Dataset entries:
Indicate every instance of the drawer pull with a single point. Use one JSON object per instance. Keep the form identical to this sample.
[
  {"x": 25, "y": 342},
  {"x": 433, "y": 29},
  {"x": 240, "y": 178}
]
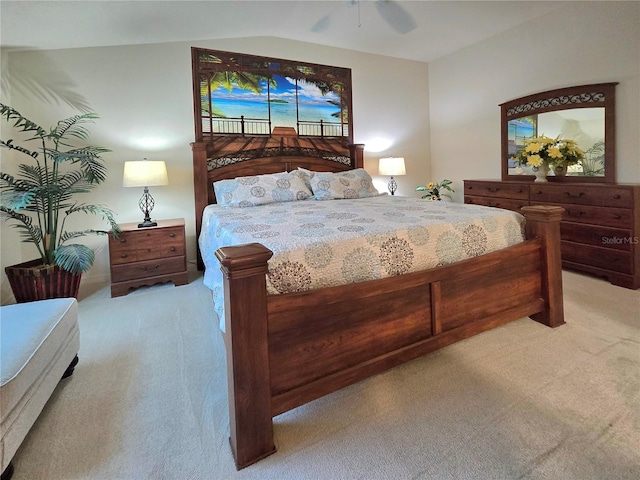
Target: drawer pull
[{"x": 570, "y": 195}]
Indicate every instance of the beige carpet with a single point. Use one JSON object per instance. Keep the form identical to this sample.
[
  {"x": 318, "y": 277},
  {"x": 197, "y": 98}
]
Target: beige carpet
[{"x": 148, "y": 401}]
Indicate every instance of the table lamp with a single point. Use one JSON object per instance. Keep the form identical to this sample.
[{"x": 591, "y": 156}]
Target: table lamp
[
  {"x": 145, "y": 173},
  {"x": 392, "y": 166}
]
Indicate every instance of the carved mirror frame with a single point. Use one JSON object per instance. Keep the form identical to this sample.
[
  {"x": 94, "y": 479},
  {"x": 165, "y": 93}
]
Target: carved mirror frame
[{"x": 583, "y": 96}]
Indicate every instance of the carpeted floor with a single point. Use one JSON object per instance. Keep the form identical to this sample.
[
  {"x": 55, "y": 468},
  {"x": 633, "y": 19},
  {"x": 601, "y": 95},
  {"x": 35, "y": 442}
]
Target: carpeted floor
[{"x": 148, "y": 401}]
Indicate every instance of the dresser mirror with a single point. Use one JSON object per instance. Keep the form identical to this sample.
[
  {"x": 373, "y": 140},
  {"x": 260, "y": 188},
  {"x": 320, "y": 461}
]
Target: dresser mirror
[{"x": 585, "y": 114}]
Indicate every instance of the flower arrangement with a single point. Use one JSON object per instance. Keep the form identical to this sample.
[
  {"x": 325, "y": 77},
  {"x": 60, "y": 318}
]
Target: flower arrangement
[
  {"x": 434, "y": 190},
  {"x": 540, "y": 151}
]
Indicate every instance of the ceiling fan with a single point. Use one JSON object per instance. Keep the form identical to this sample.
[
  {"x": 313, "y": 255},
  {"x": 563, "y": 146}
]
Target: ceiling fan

▸ **What you have to do**
Write out exactly the lines of the entries above that run from the line containing "Indicate every instance of the dresser" through the last line, including both.

▸ **Solution to this exercise**
Indicate every instance of the dresser mirror with a single point. Use one JSON object per instance. Keep the form identical to this sample.
[
  {"x": 373, "y": 140},
  {"x": 260, "y": 188},
  {"x": 320, "y": 461}
]
Target: dresser mirror
[{"x": 585, "y": 114}]
Indicate every instance of the flower arrangement with a single point. Use one JSON object per instance. Keep the form identical to this sample.
[
  {"x": 325, "y": 77},
  {"x": 60, "y": 318}
]
Target: flower arrangement
[
  {"x": 434, "y": 190},
  {"x": 540, "y": 151}
]
Indicate every instance of the ceiling fan with a single point. Use one JSON object per instance. Keep the form identical to this sample.
[
  {"x": 313, "y": 255},
  {"x": 563, "y": 146}
]
Target: ceiling fan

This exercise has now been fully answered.